[DOCUMENT SECTION]:
>>>>>
Cost of policy inconsistencies
“BUT of course we must know that investments can only go where it gets a return so we must make sure we create an environment where investors are happy to put their money because they will have a return.”
This is an except from a candid interview that Vice President Emmerson Mnangagwa granted to the Chinese Central Television during his week-long visit to that country earlier this month.
Mnangagwa added: “So you cannot say there are areas of our economy which we are happy with (in terms of) infrastructure; we feel we are behind by 15-16 years. (In) agricultural development we are behind by 15 to 16 years. Manufacturing, in fact capacity utilisation of our industry in some areas is down to below 20 percent.
So again we need to retool that industry by acquiring new technology, new machinery, new skills so that we are competitive and also in the same vein we have to look at how we can create an investment environment in the country which will attract the flow of capital from friendly countries and, in fact, capital is capital: it will go where it finds comfort so we need to do that, ease of doing business in an environment. Those are the tasks which we face and we have to look at even legislation in the country…”
Someone new to Zimbabwe’s economic crisis would have no reason not to see this brazen admission as the Damascene moment on the part of the powers-that-be.
Before long, Mnangagwa was on another weeklong visit to the post-Soviet state of Belarus where he was taking the same gospel to potential investors.
<<<<<
(Records from a data collection)
>>>>>
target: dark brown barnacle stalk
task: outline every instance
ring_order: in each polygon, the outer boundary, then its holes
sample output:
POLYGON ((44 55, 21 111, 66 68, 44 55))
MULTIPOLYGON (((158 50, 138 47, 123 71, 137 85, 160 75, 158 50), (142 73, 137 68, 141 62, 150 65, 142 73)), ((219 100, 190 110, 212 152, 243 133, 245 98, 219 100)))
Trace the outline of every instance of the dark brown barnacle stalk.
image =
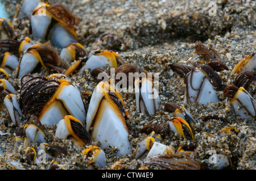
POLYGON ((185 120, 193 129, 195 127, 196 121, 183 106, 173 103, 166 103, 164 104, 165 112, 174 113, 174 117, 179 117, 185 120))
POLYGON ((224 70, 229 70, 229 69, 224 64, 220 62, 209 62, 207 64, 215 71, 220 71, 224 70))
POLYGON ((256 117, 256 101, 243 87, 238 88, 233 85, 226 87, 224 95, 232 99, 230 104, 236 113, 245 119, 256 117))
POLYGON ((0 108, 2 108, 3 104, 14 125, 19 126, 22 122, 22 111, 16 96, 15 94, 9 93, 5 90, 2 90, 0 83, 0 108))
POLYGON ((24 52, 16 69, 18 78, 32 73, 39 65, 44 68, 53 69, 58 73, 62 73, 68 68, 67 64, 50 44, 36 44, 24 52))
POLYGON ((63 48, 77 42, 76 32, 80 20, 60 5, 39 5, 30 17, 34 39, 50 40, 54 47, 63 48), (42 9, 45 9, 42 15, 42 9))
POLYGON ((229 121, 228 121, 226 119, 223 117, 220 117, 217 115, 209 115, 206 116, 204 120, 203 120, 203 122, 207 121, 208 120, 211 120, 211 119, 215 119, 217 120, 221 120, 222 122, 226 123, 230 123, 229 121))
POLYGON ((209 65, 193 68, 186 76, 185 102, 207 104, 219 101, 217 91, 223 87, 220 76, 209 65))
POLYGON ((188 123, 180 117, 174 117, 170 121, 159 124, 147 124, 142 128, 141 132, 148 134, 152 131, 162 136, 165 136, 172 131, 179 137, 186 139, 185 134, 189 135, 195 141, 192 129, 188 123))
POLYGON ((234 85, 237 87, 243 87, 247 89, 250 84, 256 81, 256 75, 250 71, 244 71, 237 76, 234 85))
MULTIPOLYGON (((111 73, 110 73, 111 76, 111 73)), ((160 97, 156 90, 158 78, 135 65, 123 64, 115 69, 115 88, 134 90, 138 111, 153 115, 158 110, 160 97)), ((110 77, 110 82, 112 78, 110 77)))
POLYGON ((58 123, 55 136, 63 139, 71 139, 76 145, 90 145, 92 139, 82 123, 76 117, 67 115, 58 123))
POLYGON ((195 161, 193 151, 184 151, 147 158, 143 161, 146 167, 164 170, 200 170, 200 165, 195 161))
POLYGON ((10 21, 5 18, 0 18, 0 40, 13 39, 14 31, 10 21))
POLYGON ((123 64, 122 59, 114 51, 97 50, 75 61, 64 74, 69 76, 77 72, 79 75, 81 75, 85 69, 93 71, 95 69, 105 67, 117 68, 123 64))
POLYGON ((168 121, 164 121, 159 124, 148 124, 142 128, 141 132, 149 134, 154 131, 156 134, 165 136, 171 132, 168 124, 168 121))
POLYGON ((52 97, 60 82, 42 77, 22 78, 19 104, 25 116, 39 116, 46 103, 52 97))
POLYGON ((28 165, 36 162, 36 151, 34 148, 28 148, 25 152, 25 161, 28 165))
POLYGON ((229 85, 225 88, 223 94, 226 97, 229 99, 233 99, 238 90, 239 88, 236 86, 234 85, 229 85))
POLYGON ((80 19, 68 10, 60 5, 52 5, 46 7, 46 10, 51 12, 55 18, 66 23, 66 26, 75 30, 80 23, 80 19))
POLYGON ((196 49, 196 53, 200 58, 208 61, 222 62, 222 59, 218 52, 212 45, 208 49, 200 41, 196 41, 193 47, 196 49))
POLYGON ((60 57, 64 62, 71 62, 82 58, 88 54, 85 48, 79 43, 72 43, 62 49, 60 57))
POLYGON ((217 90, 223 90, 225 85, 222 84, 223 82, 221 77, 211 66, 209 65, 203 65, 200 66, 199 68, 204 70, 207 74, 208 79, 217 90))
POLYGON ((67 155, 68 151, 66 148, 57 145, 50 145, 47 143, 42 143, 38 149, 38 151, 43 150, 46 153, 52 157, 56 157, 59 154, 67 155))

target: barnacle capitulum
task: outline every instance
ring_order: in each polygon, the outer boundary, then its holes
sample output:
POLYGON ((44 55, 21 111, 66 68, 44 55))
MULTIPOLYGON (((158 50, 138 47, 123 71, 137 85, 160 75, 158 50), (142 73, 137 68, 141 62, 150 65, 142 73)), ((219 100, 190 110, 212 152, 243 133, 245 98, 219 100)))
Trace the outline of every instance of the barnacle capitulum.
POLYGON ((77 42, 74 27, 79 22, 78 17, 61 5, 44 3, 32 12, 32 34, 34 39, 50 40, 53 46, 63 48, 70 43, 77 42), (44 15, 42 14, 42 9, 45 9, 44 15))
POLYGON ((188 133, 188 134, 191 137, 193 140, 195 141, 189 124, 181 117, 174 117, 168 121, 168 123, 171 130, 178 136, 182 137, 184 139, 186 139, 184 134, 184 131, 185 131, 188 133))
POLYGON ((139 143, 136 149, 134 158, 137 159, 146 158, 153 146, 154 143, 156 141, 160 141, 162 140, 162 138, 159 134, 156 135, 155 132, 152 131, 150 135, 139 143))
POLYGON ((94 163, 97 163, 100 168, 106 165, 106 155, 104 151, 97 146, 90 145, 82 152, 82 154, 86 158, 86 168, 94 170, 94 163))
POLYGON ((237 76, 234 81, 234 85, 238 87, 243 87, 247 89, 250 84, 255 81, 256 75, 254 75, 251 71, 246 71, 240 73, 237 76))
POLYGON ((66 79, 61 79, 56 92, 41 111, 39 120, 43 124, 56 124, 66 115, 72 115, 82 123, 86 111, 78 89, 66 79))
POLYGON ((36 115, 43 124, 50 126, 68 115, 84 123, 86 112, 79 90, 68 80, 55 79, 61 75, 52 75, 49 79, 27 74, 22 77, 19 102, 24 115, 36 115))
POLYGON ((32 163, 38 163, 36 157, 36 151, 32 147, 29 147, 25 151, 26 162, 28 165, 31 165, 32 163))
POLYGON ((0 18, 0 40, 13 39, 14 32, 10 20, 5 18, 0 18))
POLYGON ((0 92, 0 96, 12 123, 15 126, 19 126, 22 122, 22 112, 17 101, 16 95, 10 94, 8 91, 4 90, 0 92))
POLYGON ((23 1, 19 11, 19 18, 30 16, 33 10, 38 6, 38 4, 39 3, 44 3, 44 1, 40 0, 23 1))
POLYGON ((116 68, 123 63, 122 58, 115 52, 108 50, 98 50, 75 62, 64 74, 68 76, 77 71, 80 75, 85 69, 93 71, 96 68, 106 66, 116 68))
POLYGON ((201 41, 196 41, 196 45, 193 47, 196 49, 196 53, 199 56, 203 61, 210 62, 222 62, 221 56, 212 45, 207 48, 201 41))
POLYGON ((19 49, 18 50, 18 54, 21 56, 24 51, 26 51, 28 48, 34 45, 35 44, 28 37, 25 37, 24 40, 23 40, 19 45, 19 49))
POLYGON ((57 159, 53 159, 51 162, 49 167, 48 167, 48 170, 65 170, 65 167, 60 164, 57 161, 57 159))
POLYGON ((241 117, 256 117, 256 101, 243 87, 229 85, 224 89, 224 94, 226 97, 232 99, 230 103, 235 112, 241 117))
<<<<<
[SHORT PROBLEM]:
Answer these questions from the article on the cost of policy inconsistencies.
(a) Which broadcaster did Vice President Emmerson Mnangagwa give the interview to?
(b) By how many years does he say agricultural development is behind?
(c) What country did he visit after that, according to the article?

[OUTPUT BELOW]:
(a) Chinese Central Television
(b) 15 to 16 years
(c) Belarus